TASK TO CARRY OUT
Report the lines of the material that carry the string "target".

DATA FOR ANALYSIS
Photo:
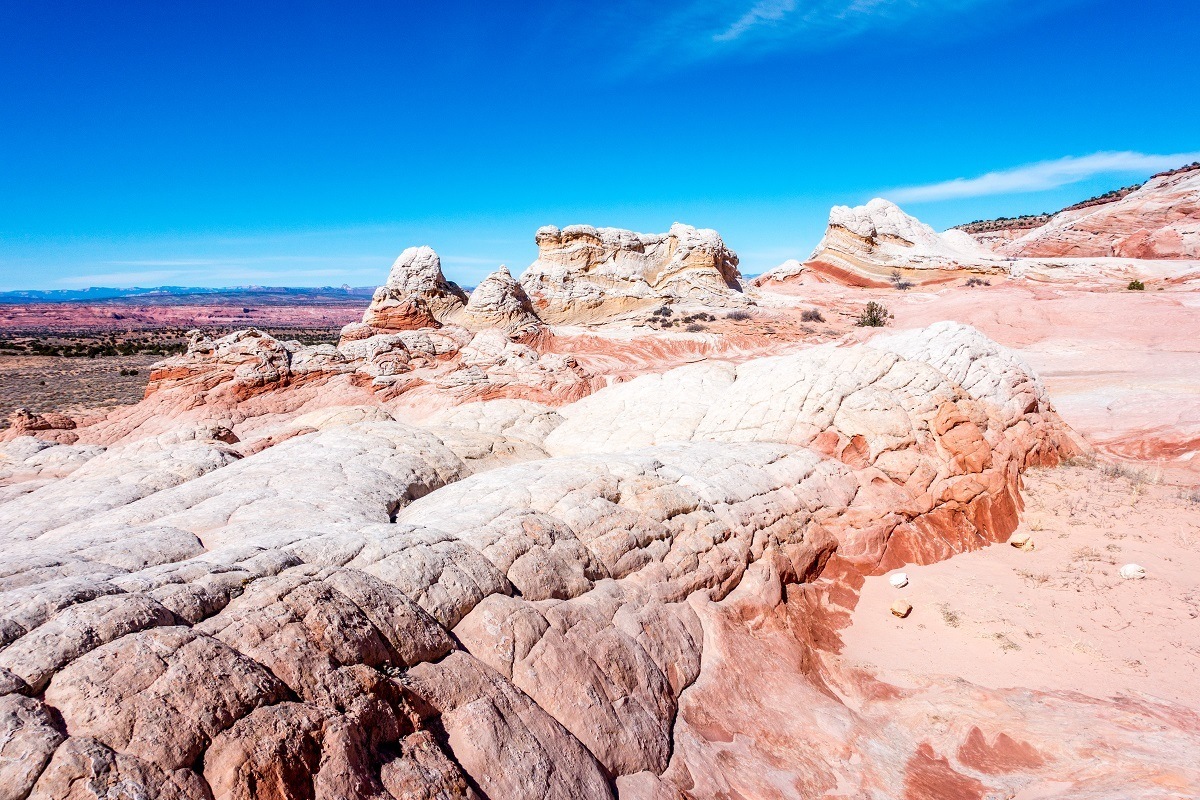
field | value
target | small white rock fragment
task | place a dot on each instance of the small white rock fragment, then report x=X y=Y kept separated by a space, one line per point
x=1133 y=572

* * *

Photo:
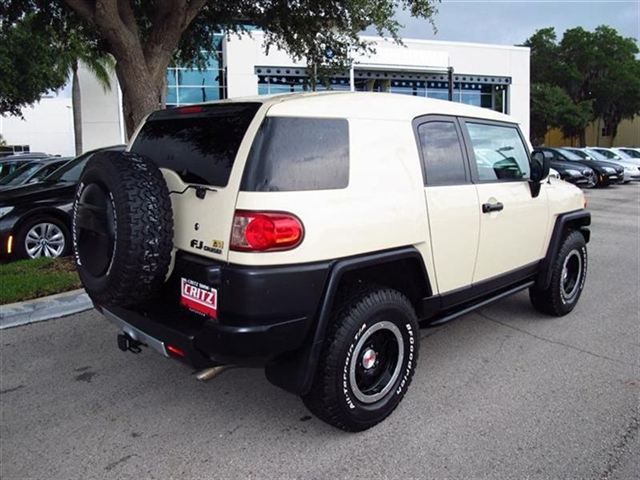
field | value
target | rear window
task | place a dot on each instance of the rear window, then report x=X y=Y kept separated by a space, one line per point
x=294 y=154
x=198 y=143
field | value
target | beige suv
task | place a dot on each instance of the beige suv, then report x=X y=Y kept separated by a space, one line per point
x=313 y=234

FINAL ANSWER
target | small white rock fragment
target | rear window
target | beige suv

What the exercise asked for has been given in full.